In Memoriam Claus Fritzsche, †14.1.2014


Wir trauern um Claus Fritzsche.
Claus Fritzsche war der Begründer und Redakteur des CAM-Media-Watch-Blogs, einer Webseite, die es sich zur Aufgabe gesetzt hat, den Journalismus zu Themen der Komplementärmedizin kritisch zu begleiten. Manchmal tat er dies, indem er Fachleute auf seinem Blog zu Wort kommen ließ, die verkürzte Darstellungen in den Medien korrigieren konnten. Manchmal tat er es selber, indem er sorgfältig recherchierte Artikel verfasste, deren inhaltliche Korrektheit er durch Mitglieder seines wissenschaftlichen Beirats absicherte.

Durch seine Arbeit hat er maßgeblich dazu beigetragen, dass der Journalismus zu Themen der Komplementärmedizin sorgfältiger wurde und besser recherchiert.

Einträge aus einer Datensammlung

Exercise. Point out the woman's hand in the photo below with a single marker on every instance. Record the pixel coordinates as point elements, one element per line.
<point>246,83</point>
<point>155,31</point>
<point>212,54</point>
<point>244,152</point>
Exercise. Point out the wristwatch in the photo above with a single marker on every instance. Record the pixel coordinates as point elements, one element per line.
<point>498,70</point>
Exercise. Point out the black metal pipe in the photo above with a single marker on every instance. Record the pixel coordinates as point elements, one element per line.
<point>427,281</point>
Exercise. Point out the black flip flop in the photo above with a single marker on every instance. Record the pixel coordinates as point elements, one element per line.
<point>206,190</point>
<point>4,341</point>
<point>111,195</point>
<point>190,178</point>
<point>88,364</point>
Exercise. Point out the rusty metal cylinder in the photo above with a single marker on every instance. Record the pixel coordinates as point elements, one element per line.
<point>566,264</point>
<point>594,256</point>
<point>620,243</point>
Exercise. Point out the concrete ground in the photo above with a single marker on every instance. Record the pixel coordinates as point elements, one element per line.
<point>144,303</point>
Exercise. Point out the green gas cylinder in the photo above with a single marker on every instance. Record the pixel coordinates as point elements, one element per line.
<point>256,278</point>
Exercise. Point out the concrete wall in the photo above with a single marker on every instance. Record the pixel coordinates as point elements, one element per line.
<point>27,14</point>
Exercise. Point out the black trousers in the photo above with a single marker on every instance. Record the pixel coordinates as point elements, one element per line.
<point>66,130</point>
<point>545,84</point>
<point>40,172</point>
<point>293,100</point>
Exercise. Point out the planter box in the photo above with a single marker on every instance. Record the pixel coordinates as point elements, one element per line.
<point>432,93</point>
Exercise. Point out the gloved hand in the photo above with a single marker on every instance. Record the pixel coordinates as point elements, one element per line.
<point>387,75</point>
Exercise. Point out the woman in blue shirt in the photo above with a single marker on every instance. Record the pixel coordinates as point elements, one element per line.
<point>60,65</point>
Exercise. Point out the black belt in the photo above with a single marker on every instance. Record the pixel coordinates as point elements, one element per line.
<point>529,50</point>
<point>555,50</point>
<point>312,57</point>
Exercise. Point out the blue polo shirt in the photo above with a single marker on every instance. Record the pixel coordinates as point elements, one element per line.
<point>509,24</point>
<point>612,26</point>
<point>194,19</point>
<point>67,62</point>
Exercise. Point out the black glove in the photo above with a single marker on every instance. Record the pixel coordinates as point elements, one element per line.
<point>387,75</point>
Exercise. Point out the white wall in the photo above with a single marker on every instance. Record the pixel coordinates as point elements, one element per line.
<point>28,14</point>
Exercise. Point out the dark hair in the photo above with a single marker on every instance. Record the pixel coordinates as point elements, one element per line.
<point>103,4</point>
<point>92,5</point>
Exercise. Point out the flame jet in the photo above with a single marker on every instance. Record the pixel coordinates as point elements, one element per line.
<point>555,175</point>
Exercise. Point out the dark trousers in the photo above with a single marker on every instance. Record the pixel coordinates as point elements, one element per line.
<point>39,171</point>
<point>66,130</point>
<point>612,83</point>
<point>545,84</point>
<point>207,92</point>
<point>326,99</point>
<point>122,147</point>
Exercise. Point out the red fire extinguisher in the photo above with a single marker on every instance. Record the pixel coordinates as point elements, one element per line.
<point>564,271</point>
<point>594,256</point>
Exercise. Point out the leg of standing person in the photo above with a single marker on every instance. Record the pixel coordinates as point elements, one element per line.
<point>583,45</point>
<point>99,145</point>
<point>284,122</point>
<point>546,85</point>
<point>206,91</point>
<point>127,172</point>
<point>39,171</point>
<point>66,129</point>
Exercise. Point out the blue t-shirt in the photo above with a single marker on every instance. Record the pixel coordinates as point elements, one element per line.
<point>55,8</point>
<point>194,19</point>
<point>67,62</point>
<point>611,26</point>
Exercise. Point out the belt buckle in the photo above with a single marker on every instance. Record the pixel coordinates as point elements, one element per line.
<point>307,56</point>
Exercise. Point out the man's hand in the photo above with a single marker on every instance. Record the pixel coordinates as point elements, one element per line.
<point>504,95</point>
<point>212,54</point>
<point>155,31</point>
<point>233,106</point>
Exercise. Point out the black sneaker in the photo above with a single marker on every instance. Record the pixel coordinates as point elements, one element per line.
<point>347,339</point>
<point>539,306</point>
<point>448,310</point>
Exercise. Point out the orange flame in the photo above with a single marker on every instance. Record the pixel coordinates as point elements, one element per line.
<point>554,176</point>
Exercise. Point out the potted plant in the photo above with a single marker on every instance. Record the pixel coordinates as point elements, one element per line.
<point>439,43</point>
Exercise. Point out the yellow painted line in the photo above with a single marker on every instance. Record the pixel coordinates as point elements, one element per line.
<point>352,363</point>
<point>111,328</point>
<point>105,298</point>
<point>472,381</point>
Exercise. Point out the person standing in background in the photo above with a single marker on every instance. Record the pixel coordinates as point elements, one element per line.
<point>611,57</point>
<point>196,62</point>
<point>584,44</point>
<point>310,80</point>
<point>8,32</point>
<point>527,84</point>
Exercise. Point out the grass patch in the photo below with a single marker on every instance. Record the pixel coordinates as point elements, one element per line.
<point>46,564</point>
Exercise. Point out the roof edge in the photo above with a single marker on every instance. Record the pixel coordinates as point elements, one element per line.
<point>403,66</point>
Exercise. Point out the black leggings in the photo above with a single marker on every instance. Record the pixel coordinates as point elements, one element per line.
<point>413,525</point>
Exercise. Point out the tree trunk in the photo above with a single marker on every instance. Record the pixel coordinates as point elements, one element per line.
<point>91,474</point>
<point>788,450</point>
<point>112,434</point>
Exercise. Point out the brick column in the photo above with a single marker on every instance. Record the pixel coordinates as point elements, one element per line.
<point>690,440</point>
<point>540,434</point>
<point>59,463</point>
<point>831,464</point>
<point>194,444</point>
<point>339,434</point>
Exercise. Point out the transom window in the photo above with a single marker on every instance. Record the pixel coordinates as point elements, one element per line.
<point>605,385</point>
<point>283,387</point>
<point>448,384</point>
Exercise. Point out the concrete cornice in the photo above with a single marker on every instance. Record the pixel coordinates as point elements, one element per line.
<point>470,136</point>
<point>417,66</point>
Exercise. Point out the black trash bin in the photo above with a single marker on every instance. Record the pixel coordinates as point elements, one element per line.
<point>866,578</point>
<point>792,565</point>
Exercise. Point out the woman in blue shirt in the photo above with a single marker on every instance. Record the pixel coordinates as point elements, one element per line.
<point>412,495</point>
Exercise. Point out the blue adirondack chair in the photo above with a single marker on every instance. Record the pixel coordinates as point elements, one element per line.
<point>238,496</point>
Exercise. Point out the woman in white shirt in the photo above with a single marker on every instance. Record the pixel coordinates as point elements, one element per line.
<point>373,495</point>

AUFGABE –
Wodurch sicherte Claus Fritzsche laut dem Nachruf die inhaltliche Korrektheit seiner selbst verfassten Artikel ab?

LÖSUNG –
Durch Mitglieder seines wissenschaftlichen Beirats.